» **What the task requires**
Reproduce each line of the records below verbatim, omitting the pictures.

* START Entries provided *

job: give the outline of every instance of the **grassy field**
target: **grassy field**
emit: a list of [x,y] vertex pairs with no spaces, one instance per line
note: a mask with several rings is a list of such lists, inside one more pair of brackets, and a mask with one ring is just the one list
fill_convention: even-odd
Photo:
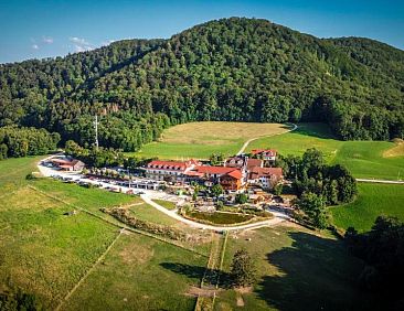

* END Entries provided *

» **Solution to the problem**
job: give the outline of every instance of the **grassy field**
target: **grassy field**
emit: a list of [x,y] vertex pairs with no spaces, one instance per line
note: a mask with several rings is a list of such lists, inside one more pair of brackets, and a mask with one ring is just the one list
fill_convention: even-odd
Photo:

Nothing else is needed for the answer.